Goal of the exercise ->
All the entries, exactly as they read, must be written out again.

Listed records ->
:::

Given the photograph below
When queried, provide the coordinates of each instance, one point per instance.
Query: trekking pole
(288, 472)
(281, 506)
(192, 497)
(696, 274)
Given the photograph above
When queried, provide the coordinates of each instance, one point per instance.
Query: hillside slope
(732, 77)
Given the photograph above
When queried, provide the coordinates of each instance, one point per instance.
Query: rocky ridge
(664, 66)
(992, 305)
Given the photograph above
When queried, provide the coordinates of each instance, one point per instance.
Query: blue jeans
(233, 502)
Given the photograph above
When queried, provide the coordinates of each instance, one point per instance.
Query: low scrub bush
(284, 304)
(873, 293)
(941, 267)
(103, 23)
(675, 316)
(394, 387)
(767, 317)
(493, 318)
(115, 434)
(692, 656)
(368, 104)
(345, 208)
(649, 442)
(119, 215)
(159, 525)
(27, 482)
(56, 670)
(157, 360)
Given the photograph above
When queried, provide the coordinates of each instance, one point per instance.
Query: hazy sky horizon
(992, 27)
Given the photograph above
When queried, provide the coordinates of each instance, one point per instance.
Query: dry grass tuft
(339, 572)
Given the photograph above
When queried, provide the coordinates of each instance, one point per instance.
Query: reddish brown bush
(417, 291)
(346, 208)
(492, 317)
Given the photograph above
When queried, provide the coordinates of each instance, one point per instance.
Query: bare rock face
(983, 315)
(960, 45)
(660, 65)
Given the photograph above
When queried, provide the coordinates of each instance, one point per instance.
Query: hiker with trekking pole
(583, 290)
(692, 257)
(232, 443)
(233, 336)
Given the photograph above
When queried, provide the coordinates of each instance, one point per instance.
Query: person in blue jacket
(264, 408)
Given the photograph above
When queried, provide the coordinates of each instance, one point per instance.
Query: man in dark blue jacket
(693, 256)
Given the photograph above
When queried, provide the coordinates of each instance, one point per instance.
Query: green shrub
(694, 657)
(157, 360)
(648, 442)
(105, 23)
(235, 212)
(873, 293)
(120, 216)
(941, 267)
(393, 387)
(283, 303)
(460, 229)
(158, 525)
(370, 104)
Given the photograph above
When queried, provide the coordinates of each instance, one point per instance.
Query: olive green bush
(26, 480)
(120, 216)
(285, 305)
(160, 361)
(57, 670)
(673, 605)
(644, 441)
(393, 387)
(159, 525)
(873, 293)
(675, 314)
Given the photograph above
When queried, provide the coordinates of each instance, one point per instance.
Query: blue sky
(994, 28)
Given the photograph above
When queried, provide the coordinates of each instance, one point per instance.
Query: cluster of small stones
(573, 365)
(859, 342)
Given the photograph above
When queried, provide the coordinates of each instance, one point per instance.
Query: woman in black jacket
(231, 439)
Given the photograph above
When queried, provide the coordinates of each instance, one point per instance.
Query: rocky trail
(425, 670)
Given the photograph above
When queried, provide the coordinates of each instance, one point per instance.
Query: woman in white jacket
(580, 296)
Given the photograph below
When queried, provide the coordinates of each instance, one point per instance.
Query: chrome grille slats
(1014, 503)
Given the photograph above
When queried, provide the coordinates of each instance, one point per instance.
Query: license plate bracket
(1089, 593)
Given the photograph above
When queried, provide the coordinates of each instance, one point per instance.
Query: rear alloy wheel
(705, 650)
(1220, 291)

:::

Reply ->
Given the photograph below
When queried, provide the coordinates of each instance, one point per instance.
Query: trekking pole
(288, 472)
(281, 506)
(192, 497)
(696, 274)
Given the photograph above
When queried, provide the coordinates of each instance, one point per instance.
Query: hillside slope
(732, 77)
Given the photograph above
When queried, provide the coordinates of each instance, one point per instance.
Query: rocky ridge
(664, 66)
(992, 305)
Given the photograph above
When queried, provide the coordinates of each instance, one point per instance.
Query: blue jeans
(233, 502)
Given the photograph above
When queried, provide the coordinates of each instance, one point per instance.
Query: low scrub bush
(284, 304)
(873, 293)
(941, 267)
(103, 23)
(675, 316)
(394, 387)
(767, 317)
(493, 318)
(115, 434)
(692, 656)
(368, 104)
(345, 208)
(649, 442)
(119, 215)
(159, 525)
(27, 482)
(56, 670)
(157, 360)
Given the photograph above
When queried, provide the coordinates of each instance, one point per instance.
Query: hazy sky horizon
(992, 27)
Given the photograph above
When queried, provide the coordinates of each instance, one point per instance.
Query: dry grass tuft
(339, 572)
Given the photograph above
When queried, provide the coordinates of each instance, one point per instance.
Query: reddish brown bush
(417, 291)
(346, 208)
(492, 317)
Given the photograph above
When queried, provide the coordinates of each instance, one point per instance.
Query: bare rock face
(983, 315)
(960, 45)
(660, 65)
Given the photograph above
When queried, provide the coordinates of each instance, one point per instance.
Query: hiker with trekking pole
(583, 290)
(692, 257)
(232, 443)
(233, 336)
Given the photograph above
When queried, provide the coordinates of each instance, one point per instance.
Query: person in blue jacket
(264, 408)
Given the photograph above
When queried, provide the coordinates of each instance, one point per instance.
Query: man in dark blue jacket
(693, 256)
Given the photograph above
When queried, provide the coordinates of each instance, one point per instance.
Query: green shrub
(694, 657)
(157, 360)
(648, 442)
(105, 23)
(235, 212)
(873, 293)
(120, 216)
(941, 267)
(393, 387)
(283, 303)
(460, 229)
(158, 525)
(370, 104)
Given the photograph above
When queried, provide the coordinates of each instance, one point per instance.
Query: olive green bush
(26, 480)
(120, 216)
(285, 305)
(160, 361)
(57, 670)
(673, 605)
(644, 441)
(393, 387)
(159, 525)
(873, 293)
(675, 314)
Given the photograph above
When queried, provide the coordinates of each instance, one point per instance.
Query: blue sky
(994, 28)
Given the photograph above
When queried, provide the coordinates of each instance, one point per instance.
Query: cluster of small stones
(573, 365)
(859, 342)
Given the photograph above
When queried, provide the coordinates of each instance, one point per instance.
Query: woman in black jacket
(231, 439)
Given the photograph above
When queried, provide the coordinates of each instance, one point per instance.
Query: rocky trail
(425, 670)
Given the photograph above
When queried, provide the coordinates of each instance, one point per instance.
Query: woman in white jacket
(580, 296)
Given the photograph below
When queried, provide the coordinates of each instance, one point per instance.
Query: chrome grille slats
(1014, 503)
Given the photograph above
When queried, provide the coordinates of each instance, one point per instance.
Query: license plate bracket
(1089, 593)
Given the photograph above
When queried, provide the coordinates of each instance, one point per instance.
Query: rear alloy wheel
(705, 650)
(1220, 291)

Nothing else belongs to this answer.